#### [TASK STATEMENT]
Your output should consist of the lines from the first line of the records below through the one with "Kindly outline every instance of the faucet", exactly, minus the pictures.

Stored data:

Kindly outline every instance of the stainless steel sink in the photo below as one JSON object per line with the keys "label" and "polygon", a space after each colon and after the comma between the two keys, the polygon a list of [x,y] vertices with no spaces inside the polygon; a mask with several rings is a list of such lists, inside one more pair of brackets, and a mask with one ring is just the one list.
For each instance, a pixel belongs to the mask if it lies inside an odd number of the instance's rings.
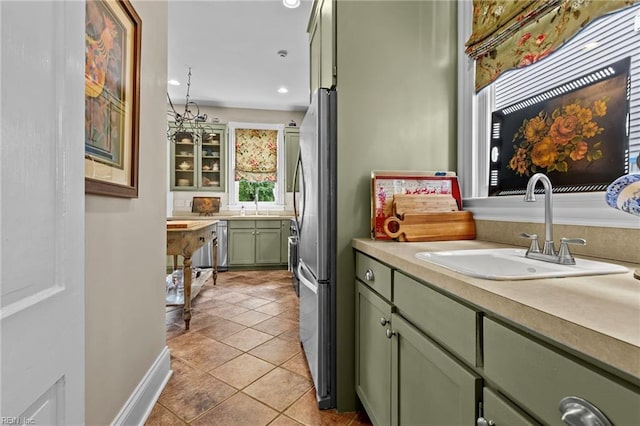
{"label": "stainless steel sink", "polygon": [[478,249],[420,252],[415,257],[471,277],[489,280],[531,280],[581,275],[620,274],[624,266],[576,258],[575,265],[559,265],[525,257],[525,249]]}

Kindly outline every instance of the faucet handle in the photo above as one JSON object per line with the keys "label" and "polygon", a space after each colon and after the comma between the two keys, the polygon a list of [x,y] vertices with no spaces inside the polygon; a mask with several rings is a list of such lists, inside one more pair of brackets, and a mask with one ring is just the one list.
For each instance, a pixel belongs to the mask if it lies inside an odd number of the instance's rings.
{"label": "faucet handle", "polygon": [[581,246],[587,244],[584,238],[560,238],[560,251],[558,251],[558,260],[563,265],[575,265],[576,260],[569,251],[569,244],[579,244]]}
{"label": "faucet handle", "polygon": [[531,240],[531,245],[529,245],[529,250],[527,250],[527,253],[540,253],[537,234],[527,234],[526,232],[521,232],[520,237]]}

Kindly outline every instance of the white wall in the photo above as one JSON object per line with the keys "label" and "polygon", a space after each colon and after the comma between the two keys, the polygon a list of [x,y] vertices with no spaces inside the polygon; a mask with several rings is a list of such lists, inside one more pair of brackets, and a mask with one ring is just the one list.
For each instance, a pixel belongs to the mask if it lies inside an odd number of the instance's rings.
{"label": "white wall", "polygon": [[167,4],[142,19],[139,198],[87,195],[86,418],[110,424],[165,347]]}

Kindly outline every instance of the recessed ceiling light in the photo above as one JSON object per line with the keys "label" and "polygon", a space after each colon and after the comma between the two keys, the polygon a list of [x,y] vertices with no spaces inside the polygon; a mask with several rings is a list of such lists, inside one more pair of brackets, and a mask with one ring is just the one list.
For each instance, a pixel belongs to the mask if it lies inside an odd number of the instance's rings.
{"label": "recessed ceiling light", "polygon": [[289,9],[295,9],[300,6],[300,0],[282,0],[282,4],[284,4],[284,7],[288,7]]}
{"label": "recessed ceiling light", "polygon": [[289,89],[287,89],[286,87],[280,87],[278,89],[278,93],[289,93]]}
{"label": "recessed ceiling light", "polygon": [[600,43],[598,43],[597,41],[590,41],[589,43],[582,46],[582,49],[591,50],[591,49],[595,49],[598,46],[600,46]]}
{"label": "recessed ceiling light", "polygon": [[180,82],[178,80],[169,80],[167,83],[172,86],[180,86]]}

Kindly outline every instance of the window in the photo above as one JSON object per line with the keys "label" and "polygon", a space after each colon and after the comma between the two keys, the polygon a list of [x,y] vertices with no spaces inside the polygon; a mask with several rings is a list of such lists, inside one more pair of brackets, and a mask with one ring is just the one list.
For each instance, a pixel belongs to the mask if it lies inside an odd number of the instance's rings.
{"label": "window", "polygon": [[[230,122],[229,205],[284,205],[284,125]],[[275,151],[273,145],[275,144]],[[257,199],[256,199],[257,197]]]}
{"label": "window", "polygon": [[[462,2],[459,13],[463,43],[471,28],[471,2]],[[487,196],[491,112],[625,57],[631,57],[630,171],[639,170],[635,159],[640,152],[640,32],[634,29],[639,15],[640,7],[606,15],[543,61],[505,73],[478,94],[473,88],[473,63],[460,47],[458,170],[465,208],[477,219],[540,221],[538,209],[524,205],[521,196]],[[593,41],[598,46],[587,49]],[[640,228],[637,218],[608,207],[602,192],[554,194],[554,222]]]}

#### [TASK RESULT]
Kindly outline every instance of the stainless steel sink in the photo below as one JSON object per line with the keys "label" and "polygon", a space after each colon and after the comma between the two keys, the polygon a list of [x,y] vertices with no spaces inside the polygon; a mask with several rings is a list of such lists, inside one more pair of brackets, and a mask with one ring is just the one list.
For each instance, a pixel belongs to the mask if it lies inside an odd number of the instance's rings.
{"label": "stainless steel sink", "polygon": [[478,249],[420,252],[415,257],[471,277],[489,280],[531,280],[581,275],[620,274],[624,266],[576,258],[575,265],[559,265],[525,257],[525,249]]}

Kindly outline every instance of the faucet handle in the photo above as one JSON object per line with the keys "label" and "polygon", a space after each colon and after the comma between the two keys, the polygon a list of [x,y] vertices with no spaces inside the polygon; a mask with several rings is a list of such lists, inside one more pair of brackets, and a mask with one ring is just the one list.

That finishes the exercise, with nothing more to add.